Metin bölümü:
Yeni Türkiye Sineması: Yabancılaşmış üretim!
İlginçtir, Türkiye’de Bakanlık bütçesinden karşılıksız olarak sinema eserlerine yardım tarihinin başlangıcı Yeni Dünya düzeninin ilan edilmesiyle yaşıttır. Aynı tarih Türkiye’ye Hollywood’un dağıtım şirketleri aracılığıyla doğrudan girmesine, Warner Bros. ve UIP’nin Türkiye’de şubelerini açmasına tanıklık ediyor. Ve süreci tamamlayan ise özellikle Brezilya dizilerinin Türkiye’de tavan yapması ve neredeyse bir hastalık derecesinde Türkiye’de prime time’da birinci olmaları.
Şimdi bu üç olguyu birlikte düşünelim ve zaman içinde neler olduğuna bakalım. 1990’lardaki olguları netleştirelim:
1. Hollywood, Türkiye’de doğrudan dağıtım sürecine başlıyor. 1968’de 3 bin olan sinema salonu sayısı, 300’e düşmüş, küçülme oranı yüzde 90. Hollywood şirketleri, sinema salonlarını tadilata alıyor, sistemi yeniliyor, tüketim tipini değiştiriyor, reklama başlıyor ve sinemayı ayrıcalıklı bir tüketim davranış tipine dönüştürüyor. Artık hedef kitlesi net olarak aile değildir, tam aksine çocuklar ve gençlerdir. Sinema salonları da AVM’nin içine yerleştiriliyor.

Alıştırma görevi:
Türkiye sineması üzerine yazının "İlginçtir, Türkiye’de Bakanlık" sözlerinden "time’da birinci olmaları." sözlerine kadar uzanan kısmını, "Brezilya dizilerinin" yerine "Latin Amerika dizilerinin" koyarak düzenleyin ve yeniden yazın. Yalnızca metinden yararlanın.

Listelenen kayıtlar:
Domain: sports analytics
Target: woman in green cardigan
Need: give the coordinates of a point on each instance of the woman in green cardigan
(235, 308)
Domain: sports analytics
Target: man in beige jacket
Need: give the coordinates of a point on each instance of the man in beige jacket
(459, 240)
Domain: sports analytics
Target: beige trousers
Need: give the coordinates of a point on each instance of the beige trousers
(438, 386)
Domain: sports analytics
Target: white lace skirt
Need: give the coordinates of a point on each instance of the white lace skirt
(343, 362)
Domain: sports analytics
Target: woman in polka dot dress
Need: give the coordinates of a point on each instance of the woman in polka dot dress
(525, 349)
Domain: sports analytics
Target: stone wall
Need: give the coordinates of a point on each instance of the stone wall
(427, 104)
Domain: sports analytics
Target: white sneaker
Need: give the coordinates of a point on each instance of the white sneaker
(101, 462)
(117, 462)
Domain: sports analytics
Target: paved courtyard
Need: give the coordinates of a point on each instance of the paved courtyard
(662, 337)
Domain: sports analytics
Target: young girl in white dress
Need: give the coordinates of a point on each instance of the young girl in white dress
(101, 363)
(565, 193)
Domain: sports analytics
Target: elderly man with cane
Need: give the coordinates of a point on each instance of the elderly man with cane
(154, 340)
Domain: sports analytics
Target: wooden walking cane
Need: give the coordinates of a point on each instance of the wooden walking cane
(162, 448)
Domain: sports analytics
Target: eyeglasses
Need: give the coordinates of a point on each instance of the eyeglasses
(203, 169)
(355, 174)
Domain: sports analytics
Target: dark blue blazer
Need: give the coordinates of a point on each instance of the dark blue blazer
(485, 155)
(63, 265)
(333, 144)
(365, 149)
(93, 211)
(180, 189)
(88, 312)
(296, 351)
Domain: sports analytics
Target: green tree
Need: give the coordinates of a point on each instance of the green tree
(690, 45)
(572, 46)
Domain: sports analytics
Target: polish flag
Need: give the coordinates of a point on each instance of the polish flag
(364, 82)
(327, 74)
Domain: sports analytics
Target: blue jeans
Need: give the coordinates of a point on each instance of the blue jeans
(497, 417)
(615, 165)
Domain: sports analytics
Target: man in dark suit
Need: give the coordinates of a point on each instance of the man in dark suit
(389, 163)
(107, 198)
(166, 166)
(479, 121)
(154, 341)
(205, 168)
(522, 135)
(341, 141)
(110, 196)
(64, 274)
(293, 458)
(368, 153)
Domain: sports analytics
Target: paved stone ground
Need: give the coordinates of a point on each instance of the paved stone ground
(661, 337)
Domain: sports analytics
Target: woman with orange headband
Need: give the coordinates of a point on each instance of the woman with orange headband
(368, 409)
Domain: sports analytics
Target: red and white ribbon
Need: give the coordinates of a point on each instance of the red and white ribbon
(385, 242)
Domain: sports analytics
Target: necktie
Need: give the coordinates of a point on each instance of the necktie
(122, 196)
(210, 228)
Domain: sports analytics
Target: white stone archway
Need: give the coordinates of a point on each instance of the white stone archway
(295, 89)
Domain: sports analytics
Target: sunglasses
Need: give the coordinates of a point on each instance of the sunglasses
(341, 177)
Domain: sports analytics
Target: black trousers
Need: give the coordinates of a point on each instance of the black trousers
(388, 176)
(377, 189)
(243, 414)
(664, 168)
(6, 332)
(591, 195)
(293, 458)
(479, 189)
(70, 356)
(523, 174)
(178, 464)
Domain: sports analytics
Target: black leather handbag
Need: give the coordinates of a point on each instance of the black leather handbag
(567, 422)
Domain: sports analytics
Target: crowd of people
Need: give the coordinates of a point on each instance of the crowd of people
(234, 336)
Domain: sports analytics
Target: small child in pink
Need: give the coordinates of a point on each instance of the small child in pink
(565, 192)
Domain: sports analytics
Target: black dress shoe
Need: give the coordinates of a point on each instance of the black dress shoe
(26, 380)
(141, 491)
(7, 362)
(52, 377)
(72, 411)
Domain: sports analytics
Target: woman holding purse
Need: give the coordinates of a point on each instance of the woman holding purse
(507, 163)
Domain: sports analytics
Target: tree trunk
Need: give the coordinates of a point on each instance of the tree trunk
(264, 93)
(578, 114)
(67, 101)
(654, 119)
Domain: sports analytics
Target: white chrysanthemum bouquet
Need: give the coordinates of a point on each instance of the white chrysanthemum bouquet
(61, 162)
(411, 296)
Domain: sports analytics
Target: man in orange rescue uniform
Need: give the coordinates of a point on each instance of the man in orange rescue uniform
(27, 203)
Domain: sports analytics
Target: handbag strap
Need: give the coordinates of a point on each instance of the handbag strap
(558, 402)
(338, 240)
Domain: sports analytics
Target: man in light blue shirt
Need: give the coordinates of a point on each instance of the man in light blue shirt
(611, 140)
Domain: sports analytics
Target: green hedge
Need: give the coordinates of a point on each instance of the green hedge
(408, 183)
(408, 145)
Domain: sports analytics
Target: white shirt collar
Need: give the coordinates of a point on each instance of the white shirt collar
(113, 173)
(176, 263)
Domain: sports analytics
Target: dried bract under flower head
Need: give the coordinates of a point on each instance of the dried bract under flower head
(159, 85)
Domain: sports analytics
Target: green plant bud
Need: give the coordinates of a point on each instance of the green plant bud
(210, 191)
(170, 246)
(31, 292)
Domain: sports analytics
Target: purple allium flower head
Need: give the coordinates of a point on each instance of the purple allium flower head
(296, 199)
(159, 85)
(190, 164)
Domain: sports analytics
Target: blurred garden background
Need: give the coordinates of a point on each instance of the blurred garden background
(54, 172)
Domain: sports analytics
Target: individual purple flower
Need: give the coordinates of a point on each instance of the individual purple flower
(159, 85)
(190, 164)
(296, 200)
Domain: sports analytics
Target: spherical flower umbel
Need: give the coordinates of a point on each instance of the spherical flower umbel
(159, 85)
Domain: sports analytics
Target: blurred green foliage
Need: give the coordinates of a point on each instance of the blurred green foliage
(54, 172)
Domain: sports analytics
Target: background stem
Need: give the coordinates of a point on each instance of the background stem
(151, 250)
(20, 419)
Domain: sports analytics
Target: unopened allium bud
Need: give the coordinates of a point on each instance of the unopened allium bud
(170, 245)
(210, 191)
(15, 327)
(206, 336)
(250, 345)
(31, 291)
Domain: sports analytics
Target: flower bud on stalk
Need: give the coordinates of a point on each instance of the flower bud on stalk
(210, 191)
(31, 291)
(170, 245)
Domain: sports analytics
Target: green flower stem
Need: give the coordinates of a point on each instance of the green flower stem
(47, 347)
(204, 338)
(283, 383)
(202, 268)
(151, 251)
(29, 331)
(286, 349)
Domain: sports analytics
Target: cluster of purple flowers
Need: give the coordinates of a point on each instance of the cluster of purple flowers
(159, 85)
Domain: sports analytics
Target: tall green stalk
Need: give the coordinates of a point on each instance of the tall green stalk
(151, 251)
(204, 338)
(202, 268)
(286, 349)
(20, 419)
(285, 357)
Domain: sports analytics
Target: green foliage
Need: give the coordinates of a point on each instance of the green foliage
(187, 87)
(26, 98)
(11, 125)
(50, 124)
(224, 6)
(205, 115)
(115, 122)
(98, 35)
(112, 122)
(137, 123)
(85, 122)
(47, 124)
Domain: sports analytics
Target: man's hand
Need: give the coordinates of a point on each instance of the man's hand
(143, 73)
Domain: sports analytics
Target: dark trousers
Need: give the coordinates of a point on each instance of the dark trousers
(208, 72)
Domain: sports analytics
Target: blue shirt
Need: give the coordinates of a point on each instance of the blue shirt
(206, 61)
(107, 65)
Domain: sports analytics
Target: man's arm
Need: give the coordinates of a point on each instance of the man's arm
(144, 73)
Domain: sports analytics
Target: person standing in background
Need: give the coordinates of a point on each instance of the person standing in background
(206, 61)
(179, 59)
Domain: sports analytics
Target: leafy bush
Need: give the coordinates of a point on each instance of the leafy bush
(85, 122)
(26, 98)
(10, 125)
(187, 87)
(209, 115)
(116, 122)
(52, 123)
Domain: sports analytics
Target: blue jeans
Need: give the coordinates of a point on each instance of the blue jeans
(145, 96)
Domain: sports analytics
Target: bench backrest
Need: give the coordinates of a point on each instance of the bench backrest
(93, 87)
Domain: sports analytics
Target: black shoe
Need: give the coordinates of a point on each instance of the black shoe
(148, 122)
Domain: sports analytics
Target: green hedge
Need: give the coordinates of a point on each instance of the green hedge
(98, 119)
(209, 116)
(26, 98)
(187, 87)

Görev sonucu:
İlginçtir, Türkiye’de Bakanlık bütçesinden karşılıksız olarak sinema eserlerine yardım tarihinin başlangıcı Yeni Dünya düzeninin ilan edilmesiyle yaşıttır. Aynı tarih Türkiye’ye Hollywood’un dağıtım şirketleri aracılığıyla doğrudan girmesine, Warner Bros. ve UIP’nin Türkiye’de şubelerini açmasına tanıklık ediyor. Ve süreci tamamlayan ise özellikle Latin Amerika dizilerinin Türkiye’de tavan yapması ve neredeyse bir hastalık derecesinde Türkiye’de prime time’da birinci olmaları.